====== RECORDS SHOWN ======

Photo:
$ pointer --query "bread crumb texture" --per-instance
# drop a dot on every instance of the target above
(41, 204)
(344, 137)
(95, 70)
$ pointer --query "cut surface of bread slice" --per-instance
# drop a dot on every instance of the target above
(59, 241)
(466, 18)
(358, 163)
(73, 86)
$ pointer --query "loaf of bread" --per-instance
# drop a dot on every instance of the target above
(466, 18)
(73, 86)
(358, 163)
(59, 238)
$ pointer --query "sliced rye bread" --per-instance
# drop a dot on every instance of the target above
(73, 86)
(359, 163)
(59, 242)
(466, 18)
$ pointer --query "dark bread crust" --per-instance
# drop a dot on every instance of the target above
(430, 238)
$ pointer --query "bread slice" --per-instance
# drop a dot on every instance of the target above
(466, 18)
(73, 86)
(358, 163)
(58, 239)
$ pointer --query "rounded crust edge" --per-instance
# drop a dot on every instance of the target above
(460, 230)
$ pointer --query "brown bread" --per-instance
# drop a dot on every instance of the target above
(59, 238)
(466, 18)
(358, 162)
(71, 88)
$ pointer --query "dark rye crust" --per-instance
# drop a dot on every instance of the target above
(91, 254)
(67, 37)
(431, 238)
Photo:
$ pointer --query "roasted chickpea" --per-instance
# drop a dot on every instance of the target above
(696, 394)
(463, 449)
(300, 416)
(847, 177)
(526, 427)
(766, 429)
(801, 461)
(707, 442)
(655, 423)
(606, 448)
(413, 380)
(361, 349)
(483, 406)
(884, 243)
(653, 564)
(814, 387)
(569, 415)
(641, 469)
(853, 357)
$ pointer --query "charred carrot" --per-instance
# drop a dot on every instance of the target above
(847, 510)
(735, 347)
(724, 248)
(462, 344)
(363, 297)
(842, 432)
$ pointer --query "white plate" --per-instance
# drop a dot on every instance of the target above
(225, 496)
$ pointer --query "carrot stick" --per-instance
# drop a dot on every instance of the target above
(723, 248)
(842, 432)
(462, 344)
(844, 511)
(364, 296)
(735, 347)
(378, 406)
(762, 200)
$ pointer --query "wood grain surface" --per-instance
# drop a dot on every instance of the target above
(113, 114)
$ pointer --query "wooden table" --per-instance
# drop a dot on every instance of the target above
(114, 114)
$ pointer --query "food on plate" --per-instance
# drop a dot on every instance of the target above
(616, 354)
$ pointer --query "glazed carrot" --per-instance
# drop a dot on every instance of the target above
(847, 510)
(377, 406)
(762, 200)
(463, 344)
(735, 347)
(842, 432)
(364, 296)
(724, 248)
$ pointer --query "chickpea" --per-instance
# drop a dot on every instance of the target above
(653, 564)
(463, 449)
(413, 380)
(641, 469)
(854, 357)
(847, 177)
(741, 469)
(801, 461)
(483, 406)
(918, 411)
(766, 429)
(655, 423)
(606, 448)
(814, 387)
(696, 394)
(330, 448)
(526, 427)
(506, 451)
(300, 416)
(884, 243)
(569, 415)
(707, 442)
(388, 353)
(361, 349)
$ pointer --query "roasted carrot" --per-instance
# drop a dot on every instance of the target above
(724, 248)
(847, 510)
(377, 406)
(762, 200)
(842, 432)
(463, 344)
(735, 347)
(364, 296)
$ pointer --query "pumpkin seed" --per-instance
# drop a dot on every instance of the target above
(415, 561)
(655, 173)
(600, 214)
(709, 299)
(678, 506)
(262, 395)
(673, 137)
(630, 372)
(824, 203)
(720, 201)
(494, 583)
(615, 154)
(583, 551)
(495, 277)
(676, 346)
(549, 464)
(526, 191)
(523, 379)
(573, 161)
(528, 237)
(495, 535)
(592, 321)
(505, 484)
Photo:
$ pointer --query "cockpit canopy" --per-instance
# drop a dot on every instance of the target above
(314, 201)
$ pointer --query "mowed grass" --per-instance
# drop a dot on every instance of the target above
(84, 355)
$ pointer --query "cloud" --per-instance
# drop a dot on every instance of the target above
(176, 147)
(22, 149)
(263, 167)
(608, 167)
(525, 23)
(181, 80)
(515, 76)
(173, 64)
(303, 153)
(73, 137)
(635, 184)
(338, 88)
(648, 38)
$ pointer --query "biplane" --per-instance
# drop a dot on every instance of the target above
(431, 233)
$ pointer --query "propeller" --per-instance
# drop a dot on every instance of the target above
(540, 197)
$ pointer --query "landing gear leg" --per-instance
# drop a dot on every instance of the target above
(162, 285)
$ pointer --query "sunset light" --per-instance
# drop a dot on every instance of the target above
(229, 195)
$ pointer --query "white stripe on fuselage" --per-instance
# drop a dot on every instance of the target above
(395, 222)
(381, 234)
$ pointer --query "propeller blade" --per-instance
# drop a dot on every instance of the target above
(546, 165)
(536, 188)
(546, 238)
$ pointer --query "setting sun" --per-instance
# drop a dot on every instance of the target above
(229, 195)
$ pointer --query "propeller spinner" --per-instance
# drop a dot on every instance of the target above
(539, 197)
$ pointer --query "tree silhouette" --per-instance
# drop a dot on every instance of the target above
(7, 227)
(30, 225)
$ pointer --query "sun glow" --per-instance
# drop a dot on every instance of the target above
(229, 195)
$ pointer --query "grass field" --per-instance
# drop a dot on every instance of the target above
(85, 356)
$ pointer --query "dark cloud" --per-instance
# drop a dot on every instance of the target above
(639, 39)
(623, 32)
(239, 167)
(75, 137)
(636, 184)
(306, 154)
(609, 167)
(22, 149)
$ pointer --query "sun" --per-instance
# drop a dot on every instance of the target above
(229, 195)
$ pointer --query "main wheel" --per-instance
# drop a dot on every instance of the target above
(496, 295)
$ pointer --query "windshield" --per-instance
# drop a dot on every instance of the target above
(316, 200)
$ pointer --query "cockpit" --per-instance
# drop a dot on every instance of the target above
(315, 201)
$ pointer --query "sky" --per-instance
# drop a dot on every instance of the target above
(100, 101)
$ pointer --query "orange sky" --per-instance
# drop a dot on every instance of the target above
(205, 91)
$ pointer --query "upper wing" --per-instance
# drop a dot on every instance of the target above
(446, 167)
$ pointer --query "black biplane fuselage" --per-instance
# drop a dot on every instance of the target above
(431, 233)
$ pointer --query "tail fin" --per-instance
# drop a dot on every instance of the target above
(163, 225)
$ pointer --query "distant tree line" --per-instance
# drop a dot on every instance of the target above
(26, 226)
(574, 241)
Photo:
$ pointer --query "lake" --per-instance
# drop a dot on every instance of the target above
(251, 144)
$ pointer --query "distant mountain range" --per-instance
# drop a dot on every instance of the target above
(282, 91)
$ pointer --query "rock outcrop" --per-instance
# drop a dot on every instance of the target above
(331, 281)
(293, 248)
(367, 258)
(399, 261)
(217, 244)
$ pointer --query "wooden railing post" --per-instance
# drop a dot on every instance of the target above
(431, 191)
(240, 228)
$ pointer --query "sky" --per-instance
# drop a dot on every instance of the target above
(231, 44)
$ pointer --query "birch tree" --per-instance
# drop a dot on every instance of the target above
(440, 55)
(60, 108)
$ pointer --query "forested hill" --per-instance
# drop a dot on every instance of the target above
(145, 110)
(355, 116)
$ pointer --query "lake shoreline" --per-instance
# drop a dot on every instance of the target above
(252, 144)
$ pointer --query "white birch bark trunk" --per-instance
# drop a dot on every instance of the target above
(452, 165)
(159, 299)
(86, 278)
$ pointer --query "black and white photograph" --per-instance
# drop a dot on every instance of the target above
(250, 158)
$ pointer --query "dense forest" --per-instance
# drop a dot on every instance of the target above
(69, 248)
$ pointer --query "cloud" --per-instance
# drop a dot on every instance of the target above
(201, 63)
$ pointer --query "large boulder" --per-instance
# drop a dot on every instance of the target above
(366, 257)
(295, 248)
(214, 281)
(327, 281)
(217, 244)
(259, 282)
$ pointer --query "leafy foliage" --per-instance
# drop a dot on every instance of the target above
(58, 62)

======

Check every line above for the word "biplane" and copy those that have it.

$ pointer --query "biplane" --per-instance
$ pointer --query "black biplane fuselage" --per-instance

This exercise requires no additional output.